_Set exercise A_: Pull out every line of the rows that contains the word "metal", and copy each one unchanged.

_Text to read_:
========
There is no purpose in life until you create one. Life doesn’t come with a predefined purpose: you create one. Carl Jung once said he’d rather be whole than good. If you embrace that idea, then the purpose of life is wholeness, and the daily mission is to live holistically. Instead of chasing ideals of “good” or “bad,” the goal becomes balance and integration.
There are dangers in living a one-sided life. If life were meant to be one-sided, it would lead to imbalance: physically, emotionally, mentally, and spiritually. This kind of imbalance fuels projection, where people unconsciously deny their own traits and instead assign them to others.
A life out of balance creates -ism issues—divisions that disrupt equality, such as:
- Sexism—Where masculine and feminine aspects are either rejected or overemphasized
- Racism—Where cultural superiority or inferiority distorts relationships
- Ageism—Where youth is idolized, or elders are dismissed
- Classism—Where wealth determines perceived worth
- Environmentalism—Where humans act as rulers over nature instead of stewards
Your inner balance matters. Even within each person, imbalance leads to inner conflict. Many people struggle with inner sexism, where they reject creativity, intuition, and imagination in favour of logic and planning (or vice versa). Some may downplay their sensitivity; others may reject their analytical side. But true wholeness means embracing both.
Without balance, these divisions spill into how we see others. If we refuse to integrate different aspects of ourselves, we risk enforcing inequality onto the world, whether in relationships, culture, or the environment.
========
_Listed entries_:

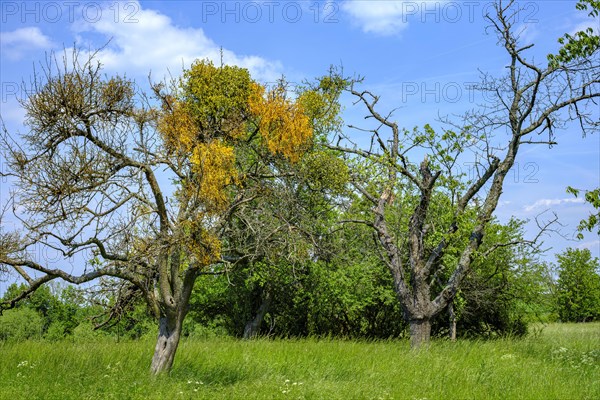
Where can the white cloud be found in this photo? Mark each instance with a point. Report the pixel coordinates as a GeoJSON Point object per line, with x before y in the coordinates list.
{"type": "Point", "coordinates": [18, 42]}
{"type": "Point", "coordinates": [546, 203]}
{"type": "Point", "coordinates": [584, 25]}
{"type": "Point", "coordinates": [388, 17]}
{"type": "Point", "coordinates": [154, 43]}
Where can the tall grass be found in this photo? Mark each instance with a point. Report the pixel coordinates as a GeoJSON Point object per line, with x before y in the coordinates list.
{"type": "Point", "coordinates": [561, 362]}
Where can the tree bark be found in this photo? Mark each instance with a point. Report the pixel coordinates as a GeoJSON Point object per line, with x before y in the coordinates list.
{"type": "Point", "coordinates": [452, 320]}
{"type": "Point", "coordinates": [253, 326]}
{"type": "Point", "coordinates": [169, 333]}
{"type": "Point", "coordinates": [420, 332]}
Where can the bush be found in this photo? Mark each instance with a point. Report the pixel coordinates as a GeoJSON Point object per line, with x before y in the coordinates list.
{"type": "Point", "coordinates": [20, 324]}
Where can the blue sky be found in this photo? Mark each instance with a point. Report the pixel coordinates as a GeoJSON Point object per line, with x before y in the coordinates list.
{"type": "Point", "coordinates": [419, 56]}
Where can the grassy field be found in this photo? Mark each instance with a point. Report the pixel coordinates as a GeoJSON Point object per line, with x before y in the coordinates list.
{"type": "Point", "coordinates": [563, 362]}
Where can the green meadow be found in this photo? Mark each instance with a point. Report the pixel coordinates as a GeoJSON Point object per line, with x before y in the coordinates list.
{"type": "Point", "coordinates": [558, 361]}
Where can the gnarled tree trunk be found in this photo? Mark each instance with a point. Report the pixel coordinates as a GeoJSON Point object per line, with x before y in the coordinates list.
{"type": "Point", "coordinates": [452, 321]}
{"type": "Point", "coordinates": [169, 333]}
{"type": "Point", "coordinates": [420, 332]}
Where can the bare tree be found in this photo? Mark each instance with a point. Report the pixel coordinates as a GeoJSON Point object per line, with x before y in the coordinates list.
{"type": "Point", "coordinates": [141, 186]}
{"type": "Point", "coordinates": [528, 103]}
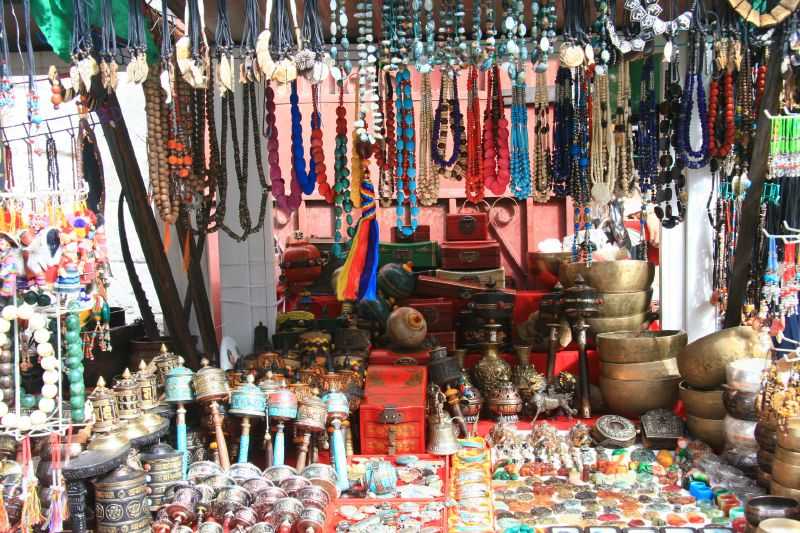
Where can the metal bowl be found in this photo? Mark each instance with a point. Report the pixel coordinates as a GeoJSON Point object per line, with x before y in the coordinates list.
{"type": "Point", "coordinates": [627, 275]}
{"type": "Point", "coordinates": [708, 430]}
{"type": "Point", "coordinates": [640, 371]}
{"type": "Point", "coordinates": [639, 346]}
{"type": "Point", "coordinates": [620, 323]}
{"type": "Point", "coordinates": [633, 398]}
{"type": "Point", "coordinates": [702, 362]}
{"type": "Point", "coordinates": [702, 403]}
{"type": "Point", "coordinates": [617, 304]}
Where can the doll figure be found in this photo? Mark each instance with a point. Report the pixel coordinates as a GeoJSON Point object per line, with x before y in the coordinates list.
{"type": "Point", "coordinates": [9, 268]}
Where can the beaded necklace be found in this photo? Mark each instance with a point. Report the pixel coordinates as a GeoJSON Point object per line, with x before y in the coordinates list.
{"type": "Point", "coordinates": [542, 152]}
{"type": "Point", "coordinates": [427, 181]}
{"type": "Point", "coordinates": [406, 171]}
{"type": "Point", "coordinates": [520, 160]}
{"type": "Point", "coordinates": [694, 83]}
{"type": "Point", "coordinates": [496, 158]}
{"type": "Point", "coordinates": [342, 202]}
{"type": "Point", "coordinates": [473, 185]}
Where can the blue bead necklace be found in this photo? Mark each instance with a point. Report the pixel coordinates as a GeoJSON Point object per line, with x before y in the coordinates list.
{"type": "Point", "coordinates": [406, 170]}
{"type": "Point", "coordinates": [306, 180]}
{"type": "Point", "coordinates": [520, 160]}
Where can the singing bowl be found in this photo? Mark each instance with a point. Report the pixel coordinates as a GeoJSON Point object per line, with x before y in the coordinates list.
{"type": "Point", "coordinates": [786, 474]}
{"type": "Point", "coordinates": [654, 370]}
{"type": "Point", "coordinates": [702, 362]}
{"type": "Point", "coordinates": [627, 275]}
{"type": "Point", "coordinates": [776, 489]}
{"type": "Point", "coordinates": [788, 437]}
{"type": "Point", "coordinates": [762, 508]}
{"type": "Point", "coordinates": [740, 404]}
{"type": "Point", "coordinates": [702, 403]}
{"type": "Point", "coordinates": [778, 525]}
{"type": "Point", "coordinates": [620, 323]}
{"type": "Point", "coordinates": [639, 346]}
{"type": "Point", "coordinates": [633, 398]}
{"type": "Point", "coordinates": [617, 304]}
{"type": "Point", "coordinates": [709, 430]}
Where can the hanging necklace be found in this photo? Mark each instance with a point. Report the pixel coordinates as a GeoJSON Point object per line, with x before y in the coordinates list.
{"type": "Point", "coordinates": [473, 184]}
{"type": "Point", "coordinates": [427, 179]}
{"type": "Point", "coordinates": [496, 160]}
{"type": "Point", "coordinates": [406, 171]}
{"type": "Point", "coordinates": [520, 161]}
{"type": "Point", "coordinates": [542, 152]}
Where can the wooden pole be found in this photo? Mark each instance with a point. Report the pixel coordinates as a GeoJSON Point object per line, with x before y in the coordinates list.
{"type": "Point", "coordinates": [751, 206]}
{"type": "Point", "coordinates": [130, 178]}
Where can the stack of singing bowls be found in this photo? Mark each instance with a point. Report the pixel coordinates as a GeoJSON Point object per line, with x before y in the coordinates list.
{"type": "Point", "coordinates": [623, 288]}
{"type": "Point", "coordinates": [739, 397]}
{"type": "Point", "coordinates": [702, 365]}
{"type": "Point", "coordinates": [786, 461]}
{"type": "Point", "coordinates": [638, 370]}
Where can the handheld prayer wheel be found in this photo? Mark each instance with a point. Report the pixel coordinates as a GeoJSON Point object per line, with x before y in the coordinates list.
{"type": "Point", "coordinates": [282, 408]}
{"type": "Point", "coordinates": [246, 401]}
{"type": "Point", "coordinates": [164, 468]}
{"type": "Point", "coordinates": [121, 502]}
{"type": "Point", "coordinates": [211, 386]}
{"type": "Point", "coordinates": [312, 416]}
{"type": "Point", "coordinates": [580, 303]}
{"type": "Point", "coordinates": [269, 385]}
{"type": "Point", "coordinates": [338, 408]}
{"type": "Point", "coordinates": [178, 391]}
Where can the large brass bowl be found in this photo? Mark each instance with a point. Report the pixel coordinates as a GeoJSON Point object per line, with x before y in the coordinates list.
{"type": "Point", "coordinates": [633, 398]}
{"type": "Point", "coordinates": [779, 490]}
{"type": "Point", "coordinates": [627, 275]}
{"type": "Point", "coordinates": [702, 403]}
{"type": "Point", "coordinates": [639, 346]}
{"type": "Point", "coordinates": [621, 323]}
{"type": "Point", "coordinates": [786, 474]}
{"type": "Point", "coordinates": [654, 370]}
{"type": "Point", "coordinates": [788, 437]}
{"type": "Point", "coordinates": [618, 304]}
{"type": "Point", "coordinates": [702, 362]}
{"type": "Point", "coordinates": [710, 431]}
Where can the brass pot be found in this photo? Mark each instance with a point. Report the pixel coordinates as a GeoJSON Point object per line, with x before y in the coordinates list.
{"type": "Point", "coordinates": [702, 362]}
{"type": "Point", "coordinates": [786, 474]}
{"type": "Point", "coordinates": [702, 403]}
{"type": "Point", "coordinates": [788, 437]}
{"type": "Point", "coordinates": [616, 304]}
{"type": "Point", "coordinates": [639, 346]}
{"type": "Point", "coordinates": [626, 275]}
{"type": "Point", "coordinates": [640, 371]}
{"type": "Point", "coordinates": [633, 398]}
{"type": "Point", "coordinates": [779, 490]}
{"type": "Point", "coordinates": [787, 456]}
{"type": "Point", "coordinates": [621, 323]}
{"type": "Point", "coordinates": [708, 430]}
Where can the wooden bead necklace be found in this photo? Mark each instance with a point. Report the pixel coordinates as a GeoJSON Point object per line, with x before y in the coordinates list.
{"type": "Point", "coordinates": [473, 185]}
{"type": "Point", "coordinates": [496, 158]}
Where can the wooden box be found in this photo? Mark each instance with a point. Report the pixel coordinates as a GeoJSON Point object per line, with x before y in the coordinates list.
{"type": "Point", "coordinates": [494, 278]}
{"type": "Point", "coordinates": [422, 255]}
{"type": "Point", "coordinates": [421, 234]}
{"type": "Point", "coordinates": [438, 312]}
{"type": "Point", "coordinates": [466, 227]}
{"type": "Point", "coordinates": [393, 410]}
{"type": "Point", "coordinates": [470, 255]}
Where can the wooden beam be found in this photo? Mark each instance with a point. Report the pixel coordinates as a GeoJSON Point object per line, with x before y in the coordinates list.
{"type": "Point", "coordinates": [130, 178]}
{"type": "Point", "coordinates": [751, 206]}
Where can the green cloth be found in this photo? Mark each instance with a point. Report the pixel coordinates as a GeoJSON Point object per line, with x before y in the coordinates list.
{"type": "Point", "coordinates": [54, 18]}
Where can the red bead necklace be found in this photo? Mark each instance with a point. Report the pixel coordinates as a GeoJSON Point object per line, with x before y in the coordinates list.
{"type": "Point", "coordinates": [496, 156]}
{"type": "Point", "coordinates": [473, 184]}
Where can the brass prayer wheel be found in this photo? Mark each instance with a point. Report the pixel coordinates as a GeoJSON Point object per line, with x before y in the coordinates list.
{"type": "Point", "coordinates": [121, 502]}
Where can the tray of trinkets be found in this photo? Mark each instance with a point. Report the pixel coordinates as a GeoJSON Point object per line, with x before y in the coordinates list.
{"type": "Point", "coordinates": [378, 478]}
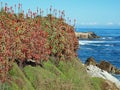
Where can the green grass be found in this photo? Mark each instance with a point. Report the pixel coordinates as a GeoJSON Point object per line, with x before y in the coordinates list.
{"type": "Point", "coordinates": [19, 80]}
{"type": "Point", "coordinates": [69, 75]}
{"type": "Point", "coordinates": [97, 83]}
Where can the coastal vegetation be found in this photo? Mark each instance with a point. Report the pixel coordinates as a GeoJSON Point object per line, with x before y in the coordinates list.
{"type": "Point", "coordinates": [39, 52]}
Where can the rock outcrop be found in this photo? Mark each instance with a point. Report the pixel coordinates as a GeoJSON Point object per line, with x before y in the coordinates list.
{"type": "Point", "coordinates": [104, 65]}
{"type": "Point", "coordinates": [86, 35]}
{"type": "Point", "coordinates": [95, 71]}
{"type": "Point", "coordinates": [91, 61]}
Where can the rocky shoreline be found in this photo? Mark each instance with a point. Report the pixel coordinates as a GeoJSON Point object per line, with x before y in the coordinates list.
{"type": "Point", "coordinates": [103, 70]}
{"type": "Point", "coordinates": [86, 35]}
{"type": "Point", "coordinates": [104, 65]}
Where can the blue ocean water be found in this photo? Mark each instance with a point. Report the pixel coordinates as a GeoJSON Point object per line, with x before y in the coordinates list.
{"type": "Point", "coordinates": [107, 47]}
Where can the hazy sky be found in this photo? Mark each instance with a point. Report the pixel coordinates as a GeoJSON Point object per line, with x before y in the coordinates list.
{"type": "Point", "coordinates": [87, 12]}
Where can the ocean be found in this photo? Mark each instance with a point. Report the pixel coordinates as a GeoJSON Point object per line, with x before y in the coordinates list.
{"type": "Point", "coordinates": [107, 47]}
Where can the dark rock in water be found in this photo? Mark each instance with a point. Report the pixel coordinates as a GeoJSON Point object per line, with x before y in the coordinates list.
{"type": "Point", "coordinates": [91, 61]}
{"type": "Point", "coordinates": [86, 35]}
{"type": "Point", "coordinates": [107, 66]}
{"type": "Point", "coordinates": [117, 71]}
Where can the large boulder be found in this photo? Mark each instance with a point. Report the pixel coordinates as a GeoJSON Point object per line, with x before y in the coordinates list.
{"type": "Point", "coordinates": [91, 61]}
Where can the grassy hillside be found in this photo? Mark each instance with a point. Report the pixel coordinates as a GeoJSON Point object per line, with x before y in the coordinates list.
{"type": "Point", "coordinates": [39, 53]}
{"type": "Point", "coordinates": [65, 76]}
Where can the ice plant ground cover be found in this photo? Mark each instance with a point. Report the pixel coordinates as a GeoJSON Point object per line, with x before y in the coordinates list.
{"type": "Point", "coordinates": [34, 37]}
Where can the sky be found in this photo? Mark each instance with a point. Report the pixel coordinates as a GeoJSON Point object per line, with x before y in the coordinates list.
{"type": "Point", "coordinates": [88, 13]}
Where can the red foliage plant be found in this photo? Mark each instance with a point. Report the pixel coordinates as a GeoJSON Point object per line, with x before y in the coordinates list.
{"type": "Point", "coordinates": [24, 38]}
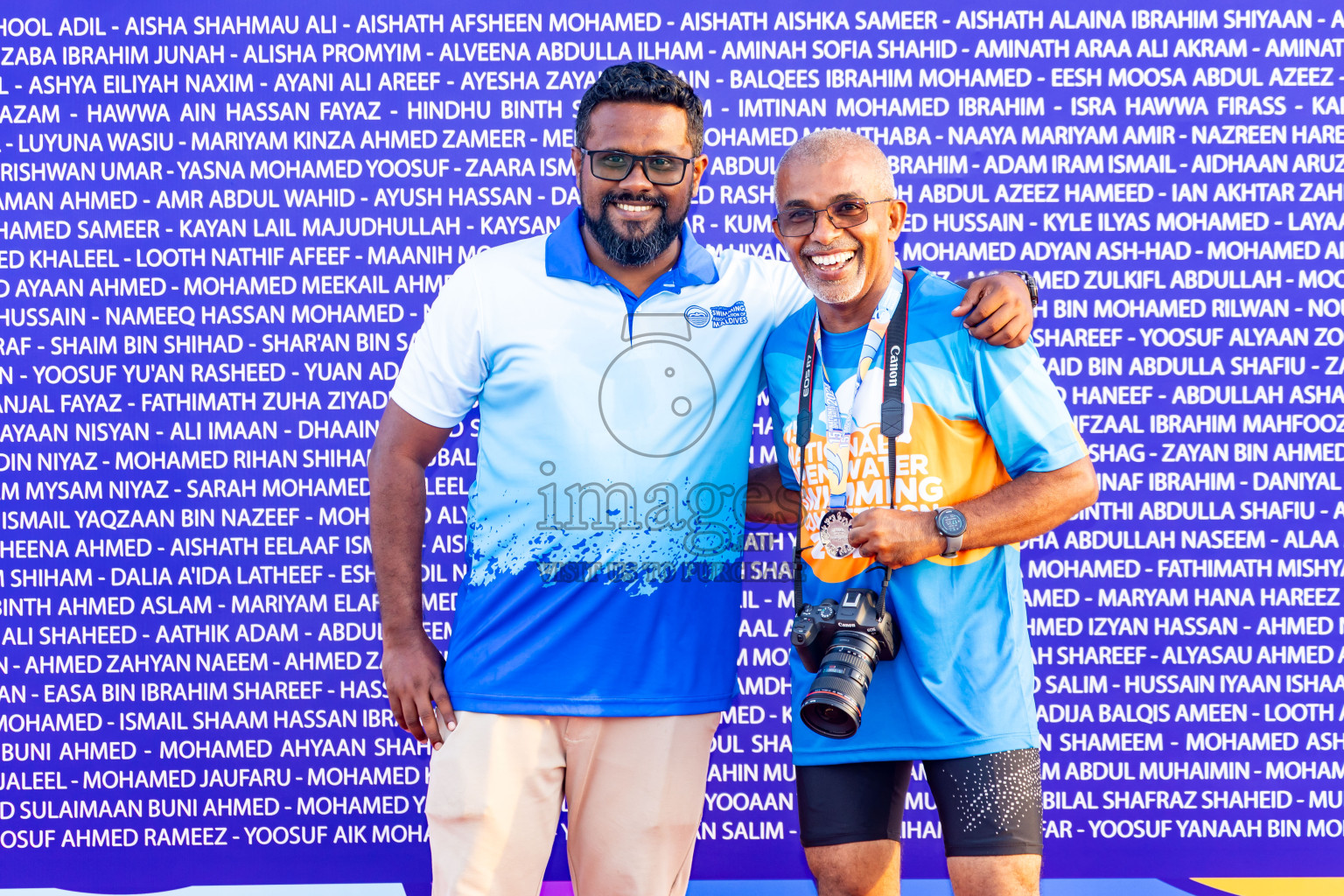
========
_Set exercise B_: Pick up the essay on wholeness and balance after its final sentence, and keep writing from there.

_Written reply A_:
Where can the metal bowl be found in this photo? Mark each instance with a point. Report the pixel coordinates as a GeoJSON Point object per line, with x before y in the coordinates list.

_Written reply B_:
A truly equal world requires recognising the unity within diversity. It means honouring both softness and strength, reason and intuition, wisdom and youth. Respecting the environment, valuing human rights, and embracing personal wholeness all stem from the same principle: integration over separation.
When people strive for balance within, they naturally foster equality outside. Wholeness isn’t just about personal growth, it’s a foundation for a more unified world.
Anodea Judith, in her book, ‘Eastern Body, Western Mind’, proposed that there are seven core individual rights. They are:
- The right to be here and to have
- The right to want and to feel
- The right to act
- The right to love and be loved
- The right to speak, to self-expression, and to be heard
- The right to see or perceive
- The right to know; information, education and truth
Judith suggests that reclaiming them all would bring about personal healing. To carry this idea further, and thus envisioning an ideal world, if every individual reclaimed each one of these rights, then the healing of humanity would occur. The healing would be the embodiment of human rights and the subsequent equality that arises between:
- inner masculine and inner feminine,
- between all genders,
- between countries,
- between cultures,
- between religion and spirituality
- between personal values and philosophies,
- between classes and
- between humans and nature and much more.
This would virtually eliminate division and conflict between opposing forces. It is an ideal that may or may not ever completely materialise, but striving for a reduction between these opposites is holistically motivated. It is a demonstration of how much one values the concept of equality. Instead of being one-sided, it is a move toward becoming whole.
Since there is no purpose in your life until you create one, what will your purpose be? When will you begin and how will you do it? Here’s how one way to figure it out.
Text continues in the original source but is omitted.